GIVEN RECORDS:
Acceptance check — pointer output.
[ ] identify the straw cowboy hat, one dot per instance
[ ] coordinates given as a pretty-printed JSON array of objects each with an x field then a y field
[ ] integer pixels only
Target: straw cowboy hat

TASK PROMPT: Word for word, give back the data shown above.

WRITTEN SOLUTION:
Acceptance check — pointer output.
[ ] identify the straw cowboy hat, one dot per instance
[ ] coordinates given as a pretty-printed JSON array of objects each with an x field then a y field
[ ] integer pixels only
Target: straw cowboy hat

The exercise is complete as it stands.